ENTRIES:
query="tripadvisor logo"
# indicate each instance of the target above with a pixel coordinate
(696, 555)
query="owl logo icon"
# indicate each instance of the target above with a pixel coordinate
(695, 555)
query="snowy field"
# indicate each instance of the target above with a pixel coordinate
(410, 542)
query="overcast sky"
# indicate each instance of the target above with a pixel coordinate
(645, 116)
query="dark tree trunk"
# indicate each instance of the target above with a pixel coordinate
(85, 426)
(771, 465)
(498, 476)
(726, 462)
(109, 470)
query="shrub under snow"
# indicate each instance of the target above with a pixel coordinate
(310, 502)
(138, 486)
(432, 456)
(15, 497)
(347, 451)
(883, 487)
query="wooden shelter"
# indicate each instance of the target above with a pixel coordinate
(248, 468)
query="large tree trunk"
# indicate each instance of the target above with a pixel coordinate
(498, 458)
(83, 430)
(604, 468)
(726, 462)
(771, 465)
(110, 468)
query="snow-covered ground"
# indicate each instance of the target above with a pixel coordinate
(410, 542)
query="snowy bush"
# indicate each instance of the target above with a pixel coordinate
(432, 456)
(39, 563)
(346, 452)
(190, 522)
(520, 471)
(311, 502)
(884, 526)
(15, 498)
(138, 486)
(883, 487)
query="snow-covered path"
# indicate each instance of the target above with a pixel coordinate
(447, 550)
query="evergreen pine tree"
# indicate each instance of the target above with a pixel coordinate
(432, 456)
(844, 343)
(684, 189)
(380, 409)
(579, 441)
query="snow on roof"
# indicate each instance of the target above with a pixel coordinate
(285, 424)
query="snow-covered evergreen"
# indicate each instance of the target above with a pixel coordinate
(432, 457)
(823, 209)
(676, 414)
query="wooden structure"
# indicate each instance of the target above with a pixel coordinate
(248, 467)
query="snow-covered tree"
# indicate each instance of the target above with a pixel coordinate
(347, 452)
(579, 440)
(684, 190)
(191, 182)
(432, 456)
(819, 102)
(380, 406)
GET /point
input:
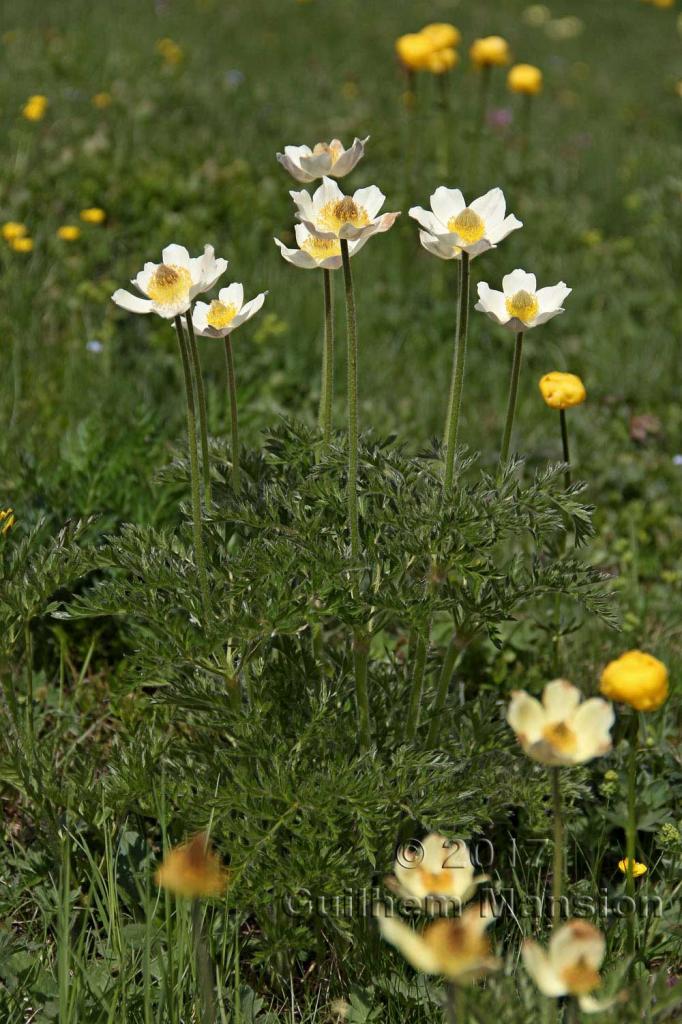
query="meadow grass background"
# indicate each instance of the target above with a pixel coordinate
(186, 154)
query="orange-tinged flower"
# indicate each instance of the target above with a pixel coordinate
(193, 869)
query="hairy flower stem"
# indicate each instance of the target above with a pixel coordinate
(564, 443)
(327, 393)
(511, 402)
(203, 962)
(235, 425)
(631, 828)
(557, 864)
(194, 468)
(201, 402)
(457, 381)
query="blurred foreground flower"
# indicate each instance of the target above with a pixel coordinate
(326, 159)
(561, 730)
(193, 870)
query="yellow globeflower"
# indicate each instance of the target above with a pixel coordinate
(414, 51)
(441, 35)
(562, 390)
(69, 232)
(525, 79)
(193, 869)
(637, 679)
(491, 51)
(93, 215)
(637, 868)
(23, 245)
(13, 229)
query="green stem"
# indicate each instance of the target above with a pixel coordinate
(564, 442)
(457, 381)
(327, 394)
(235, 426)
(441, 693)
(201, 401)
(194, 468)
(557, 866)
(511, 402)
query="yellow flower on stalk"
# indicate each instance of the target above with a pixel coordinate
(456, 948)
(637, 868)
(524, 79)
(34, 109)
(13, 229)
(562, 390)
(637, 679)
(491, 51)
(93, 215)
(69, 232)
(193, 869)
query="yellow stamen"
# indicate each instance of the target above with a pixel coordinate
(523, 306)
(168, 284)
(468, 225)
(220, 315)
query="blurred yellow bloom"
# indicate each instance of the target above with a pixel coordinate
(23, 245)
(637, 868)
(441, 35)
(562, 390)
(13, 229)
(414, 51)
(69, 232)
(34, 109)
(491, 51)
(93, 215)
(637, 679)
(525, 79)
(193, 869)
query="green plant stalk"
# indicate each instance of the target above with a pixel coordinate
(564, 444)
(511, 401)
(557, 864)
(194, 468)
(457, 380)
(233, 418)
(201, 401)
(327, 393)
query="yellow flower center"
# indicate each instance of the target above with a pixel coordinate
(321, 249)
(468, 225)
(523, 306)
(334, 215)
(168, 284)
(220, 315)
(560, 737)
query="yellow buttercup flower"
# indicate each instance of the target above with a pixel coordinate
(637, 868)
(193, 869)
(637, 679)
(69, 232)
(34, 109)
(525, 79)
(93, 215)
(491, 51)
(562, 390)
(13, 229)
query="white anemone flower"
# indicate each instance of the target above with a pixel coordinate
(330, 214)
(453, 227)
(570, 965)
(313, 252)
(225, 313)
(434, 867)
(169, 287)
(561, 730)
(520, 305)
(328, 159)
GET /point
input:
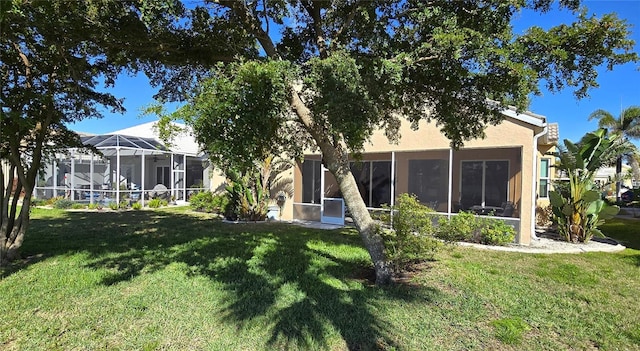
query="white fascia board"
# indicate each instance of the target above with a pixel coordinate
(538, 121)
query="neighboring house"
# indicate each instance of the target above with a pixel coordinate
(605, 178)
(510, 168)
(133, 162)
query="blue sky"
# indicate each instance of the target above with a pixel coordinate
(618, 89)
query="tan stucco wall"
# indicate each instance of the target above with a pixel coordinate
(511, 140)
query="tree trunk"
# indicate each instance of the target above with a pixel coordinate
(635, 168)
(12, 232)
(337, 161)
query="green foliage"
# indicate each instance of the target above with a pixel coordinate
(337, 70)
(338, 90)
(39, 202)
(63, 203)
(510, 330)
(412, 238)
(579, 210)
(494, 231)
(95, 206)
(239, 113)
(248, 196)
(206, 201)
(544, 216)
(466, 226)
(461, 227)
(156, 203)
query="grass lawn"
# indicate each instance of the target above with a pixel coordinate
(151, 280)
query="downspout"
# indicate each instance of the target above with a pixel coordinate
(535, 180)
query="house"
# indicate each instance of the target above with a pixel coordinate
(510, 168)
(134, 165)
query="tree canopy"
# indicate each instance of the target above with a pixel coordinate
(347, 68)
(55, 56)
(297, 72)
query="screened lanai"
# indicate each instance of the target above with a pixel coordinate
(127, 168)
(481, 180)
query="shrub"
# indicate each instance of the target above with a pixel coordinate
(53, 200)
(466, 226)
(63, 203)
(411, 239)
(461, 227)
(156, 203)
(495, 232)
(208, 202)
(38, 202)
(544, 216)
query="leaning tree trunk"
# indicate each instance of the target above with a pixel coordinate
(336, 159)
(618, 178)
(13, 228)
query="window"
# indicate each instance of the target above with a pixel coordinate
(429, 181)
(543, 190)
(484, 183)
(374, 181)
(311, 181)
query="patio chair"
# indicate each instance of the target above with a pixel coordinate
(507, 209)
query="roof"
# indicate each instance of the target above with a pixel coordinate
(526, 116)
(553, 134)
(184, 142)
(123, 141)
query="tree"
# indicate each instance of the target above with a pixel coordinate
(327, 73)
(580, 209)
(627, 125)
(53, 57)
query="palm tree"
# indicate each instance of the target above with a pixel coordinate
(627, 126)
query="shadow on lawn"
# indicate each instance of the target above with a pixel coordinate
(279, 269)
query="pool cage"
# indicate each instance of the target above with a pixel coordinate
(129, 168)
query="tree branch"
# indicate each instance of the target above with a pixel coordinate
(346, 23)
(313, 9)
(27, 64)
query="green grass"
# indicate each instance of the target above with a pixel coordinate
(626, 231)
(170, 279)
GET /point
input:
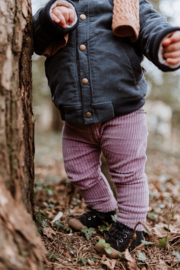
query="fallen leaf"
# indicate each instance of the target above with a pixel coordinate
(49, 232)
(161, 266)
(91, 262)
(109, 263)
(131, 262)
(67, 255)
(57, 217)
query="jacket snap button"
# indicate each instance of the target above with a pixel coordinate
(82, 47)
(85, 81)
(88, 115)
(82, 17)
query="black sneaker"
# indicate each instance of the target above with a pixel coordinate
(119, 237)
(92, 218)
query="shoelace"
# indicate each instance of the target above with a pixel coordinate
(119, 231)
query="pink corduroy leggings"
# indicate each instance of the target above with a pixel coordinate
(123, 142)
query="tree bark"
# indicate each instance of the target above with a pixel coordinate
(20, 245)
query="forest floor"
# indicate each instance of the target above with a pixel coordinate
(71, 250)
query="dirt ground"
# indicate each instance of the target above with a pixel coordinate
(67, 249)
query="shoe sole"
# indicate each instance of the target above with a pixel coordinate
(101, 249)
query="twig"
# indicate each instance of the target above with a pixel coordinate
(134, 234)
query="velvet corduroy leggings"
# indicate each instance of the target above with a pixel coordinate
(123, 142)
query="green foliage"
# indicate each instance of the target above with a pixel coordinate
(52, 255)
(141, 256)
(70, 248)
(163, 242)
(147, 243)
(83, 260)
(175, 253)
(88, 232)
(106, 246)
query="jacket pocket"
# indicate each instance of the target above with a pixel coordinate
(134, 61)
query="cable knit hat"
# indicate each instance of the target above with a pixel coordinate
(125, 21)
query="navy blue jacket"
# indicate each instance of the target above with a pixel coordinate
(106, 79)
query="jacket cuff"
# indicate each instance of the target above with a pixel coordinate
(53, 29)
(157, 48)
(65, 4)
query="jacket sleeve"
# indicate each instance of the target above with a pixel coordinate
(153, 29)
(45, 30)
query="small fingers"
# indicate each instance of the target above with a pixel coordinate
(55, 19)
(172, 54)
(172, 38)
(71, 17)
(172, 61)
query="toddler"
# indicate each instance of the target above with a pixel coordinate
(97, 83)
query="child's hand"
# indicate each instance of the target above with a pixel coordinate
(171, 46)
(63, 15)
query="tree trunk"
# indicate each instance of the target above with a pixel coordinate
(57, 123)
(20, 245)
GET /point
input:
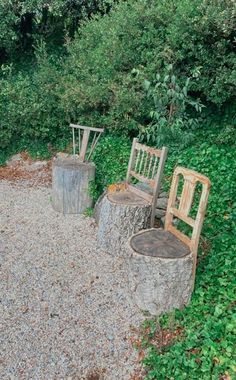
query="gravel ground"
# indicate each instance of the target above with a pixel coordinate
(64, 312)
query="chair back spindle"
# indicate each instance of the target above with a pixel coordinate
(146, 165)
(191, 178)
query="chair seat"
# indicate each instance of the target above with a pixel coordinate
(126, 197)
(159, 243)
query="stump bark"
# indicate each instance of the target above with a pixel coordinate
(70, 185)
(121, 215)
(160, 271)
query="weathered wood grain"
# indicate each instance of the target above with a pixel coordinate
(70, 185)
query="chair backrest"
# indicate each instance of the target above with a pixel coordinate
(146, 165)
(81, 142)
(190, 178)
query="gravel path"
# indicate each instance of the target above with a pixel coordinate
(64, 311)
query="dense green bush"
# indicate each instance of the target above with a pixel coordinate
(205, 347)
(96, 82)
(102, 86)
(112, 168)
(23, 22)
(30, 104)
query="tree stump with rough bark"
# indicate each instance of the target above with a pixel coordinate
(160, 271)
(70, 185)
(121, 215)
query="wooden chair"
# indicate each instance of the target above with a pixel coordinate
(146, 165)
(83, 140)
(162, 262)
(126, 209)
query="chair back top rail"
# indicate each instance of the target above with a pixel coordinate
(146, 164)
(191, 178)
(83, 140)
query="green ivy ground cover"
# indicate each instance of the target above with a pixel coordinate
(206, 347)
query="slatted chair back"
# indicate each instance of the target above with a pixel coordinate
(146, 165)
(81, 141)
(191, 179)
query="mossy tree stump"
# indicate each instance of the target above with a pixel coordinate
(160, 271)
(70, 185)
(122, 214)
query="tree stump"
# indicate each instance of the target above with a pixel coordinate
(160, 271)
(70, 185)
(121, 215)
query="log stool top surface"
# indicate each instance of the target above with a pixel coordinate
(159, 243)
(126, 197)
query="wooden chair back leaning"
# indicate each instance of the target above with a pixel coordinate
(83, 140)
(146, 165)
(191, 178)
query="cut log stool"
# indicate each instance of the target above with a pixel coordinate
(160, 271)
(122, 214)
(161, 263)
(70, 185)
(132, 209)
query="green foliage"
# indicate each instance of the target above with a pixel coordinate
(171, 119)
(205, 350)
(111, 158)
(140, 36)
(96, 83)
(23, 22)
(32, 104)
(89, 212)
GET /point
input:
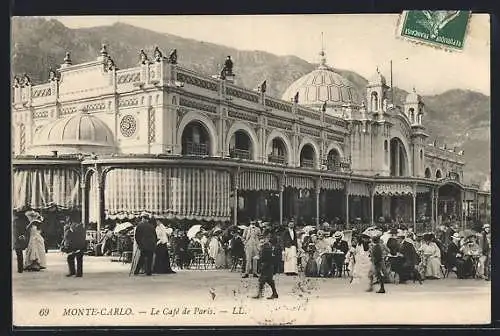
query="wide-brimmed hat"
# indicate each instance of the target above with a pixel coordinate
(33, 216)
(338, 234)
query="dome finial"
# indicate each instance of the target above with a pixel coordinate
(322, 54)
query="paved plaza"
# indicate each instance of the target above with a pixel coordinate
(107, 295)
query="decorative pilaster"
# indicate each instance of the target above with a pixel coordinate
(346, 188)
(414, 207)
(318, 193)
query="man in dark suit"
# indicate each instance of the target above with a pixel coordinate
(145, 236)
(290, 248)
(340, 249)
(378, 265)
(19, 241)
(75, 245)
(267, 261)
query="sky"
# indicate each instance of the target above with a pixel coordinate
(353, 42)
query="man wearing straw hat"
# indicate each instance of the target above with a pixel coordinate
(251, 240)
(145, 236)
(19, 241)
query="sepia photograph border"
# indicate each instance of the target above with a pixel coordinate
(82, 7)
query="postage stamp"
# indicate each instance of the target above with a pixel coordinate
(447, 29)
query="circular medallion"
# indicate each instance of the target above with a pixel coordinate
(128, 126)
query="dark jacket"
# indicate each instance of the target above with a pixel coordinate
(20, 236)
(341, 245)
(74, 237)
(411, 257)
(266, 260)
(145, 236)
(287, 240)
(451, 254)
(393, 246)
(377, 255)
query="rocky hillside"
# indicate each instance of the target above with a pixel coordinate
(458, 117)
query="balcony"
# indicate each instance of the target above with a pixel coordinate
(307, 163)
(195, 149)
(338, 165)
(236, 153)
(279, 159)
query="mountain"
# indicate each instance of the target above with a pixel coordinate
(457, 117)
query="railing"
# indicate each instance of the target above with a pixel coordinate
(280, 159)
(195, 149)
(307, 163)
(239, 153)
(338, 165)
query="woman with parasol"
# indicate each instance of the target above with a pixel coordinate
(35, 253)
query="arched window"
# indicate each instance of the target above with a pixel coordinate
(411, 115)
(438, 174)
(374, 101)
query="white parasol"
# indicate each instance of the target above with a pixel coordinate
(372, 232)
(193, 230)
(122, 227)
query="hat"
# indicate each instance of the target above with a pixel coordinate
(33, 216)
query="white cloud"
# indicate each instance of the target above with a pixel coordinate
(354, 42)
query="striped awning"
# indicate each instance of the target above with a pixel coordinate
(182, 193)
(253, 180)
(332, 184)
(393, 189)
(423, 189)
(359, 189)
(39, 188)
(299, 182)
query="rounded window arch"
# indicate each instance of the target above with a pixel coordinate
(398, 158)
(428, 173)
(277, 151)
(241, 146)
(374, 101)
(439, 174)
(307, 156)
(195, 139)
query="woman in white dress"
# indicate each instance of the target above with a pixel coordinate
(431, 258)
(361, 262)
(35, 253)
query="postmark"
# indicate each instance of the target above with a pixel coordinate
(445, 29)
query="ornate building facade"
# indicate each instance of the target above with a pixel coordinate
(180, 144)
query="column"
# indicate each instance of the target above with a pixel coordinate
(414, 197)
(281, 205)
(348, 226)
(318, 192)
(461, 207)
(235, 206)
(100, 202)
(396, 161)
(372, 205)
(433, 200)
(84, 201)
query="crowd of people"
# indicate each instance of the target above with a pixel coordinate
(262, 249)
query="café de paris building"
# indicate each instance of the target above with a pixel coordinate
(109, 143)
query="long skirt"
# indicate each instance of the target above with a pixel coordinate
(325, 264)
(161, 258)
(135, 259)
(290, 259)
(35, 254)
(311, 269)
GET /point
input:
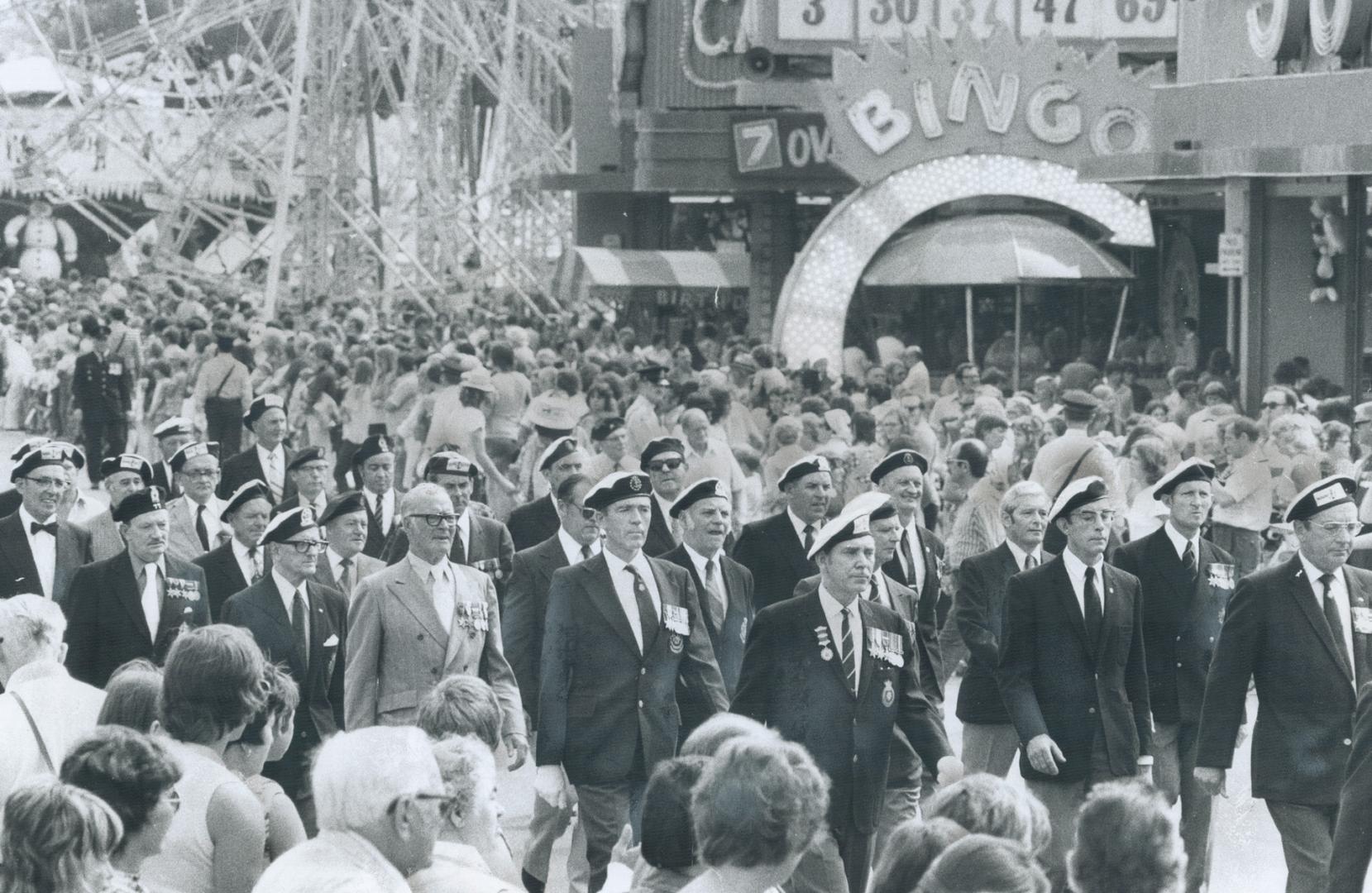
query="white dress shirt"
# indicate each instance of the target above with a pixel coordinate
(572, 549)
(44, 549)
(1078, 574)
(624, 582)
(1021, 555)
(833, 612)
(1340, 593)
(442, 583)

TASK GOAL: How many lines in the entries above contain the string "dress"? Reply with the number alone.

TASK RESULT: 2